**Your task**
Find each line in the rows below that contains the string "rule", matching case, and copy those lines out in full.

## start

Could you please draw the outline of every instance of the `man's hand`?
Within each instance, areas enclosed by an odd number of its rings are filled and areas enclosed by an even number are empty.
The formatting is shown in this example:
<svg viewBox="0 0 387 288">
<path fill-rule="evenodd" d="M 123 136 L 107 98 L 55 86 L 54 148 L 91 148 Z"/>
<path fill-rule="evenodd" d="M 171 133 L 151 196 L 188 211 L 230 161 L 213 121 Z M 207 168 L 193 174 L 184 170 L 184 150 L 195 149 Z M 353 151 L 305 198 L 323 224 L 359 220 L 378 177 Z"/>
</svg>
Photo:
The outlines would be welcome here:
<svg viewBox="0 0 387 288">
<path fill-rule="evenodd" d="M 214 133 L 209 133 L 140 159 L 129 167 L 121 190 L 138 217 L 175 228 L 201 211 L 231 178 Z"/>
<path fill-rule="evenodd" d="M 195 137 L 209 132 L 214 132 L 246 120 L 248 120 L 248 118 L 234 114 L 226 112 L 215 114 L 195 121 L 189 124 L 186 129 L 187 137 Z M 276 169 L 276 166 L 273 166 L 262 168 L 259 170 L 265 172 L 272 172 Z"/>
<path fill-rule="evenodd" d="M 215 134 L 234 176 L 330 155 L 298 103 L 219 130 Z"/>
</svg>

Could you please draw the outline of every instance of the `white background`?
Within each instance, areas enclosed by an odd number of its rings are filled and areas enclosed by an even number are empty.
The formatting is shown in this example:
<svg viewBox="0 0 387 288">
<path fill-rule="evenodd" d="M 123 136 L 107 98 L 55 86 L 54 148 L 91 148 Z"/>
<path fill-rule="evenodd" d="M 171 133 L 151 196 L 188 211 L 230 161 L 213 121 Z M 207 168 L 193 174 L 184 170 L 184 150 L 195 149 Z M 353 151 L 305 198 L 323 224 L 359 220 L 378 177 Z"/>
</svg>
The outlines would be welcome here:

## end

**Task answer**
<path fill-rule="evenodd" d="M 123 136 L 107 98 L 55 86 L 54 148 L 91 148 Z"/>
<path fill-rule="evenodd" d="M 171 133 L 151 196 L 188 211 L 230 161 L 213 121 Z M 207 168 L 193 174 L 184 170 L 184 150 L 195 149 Z M 353 151 L 305 198 L 323 224 L 359 220 L 378 177 Z"/>
<path fill-rule="evenodd" d="M 214 133 L 209 133 L 140 159 L 129 167 L 121 190 L 138 217 L 175 228 L 201 211 L 231 178 Z"/>
<path fill-rule="evenodd" d="M 195 137 L 209 132 L 214 132 L 246 120 L 248 120 L 248 118 L 234 114 L 226 112 L 215 114 L 195 121 L 189 124 L 186 129 L 187 137 Z M 276 169 L 276 166 L 273 166 L 262 168 L 259 170 L 265 172 L 272 172 Z"/>
<path fill-rule="evenodd" d="M 215 134 L 234 176 L 330 155 L 298 103 L 219 130 Z"/>
<path fill-rule="evenodd" d="M 123 136 L 107 98 L 55 86 L 54 148 L 91 148 Z"/>
<path fill-rule="evenodd" d="M 171 133 L 151 196 L 188 211 L 230 161 L 213 121 Z M 207 168 L 193 174 L 184 170 L 184 150 L 195 149 Z M 353 151 L 305 198 L 323 224 L 359 220 L 378 177 Z"/>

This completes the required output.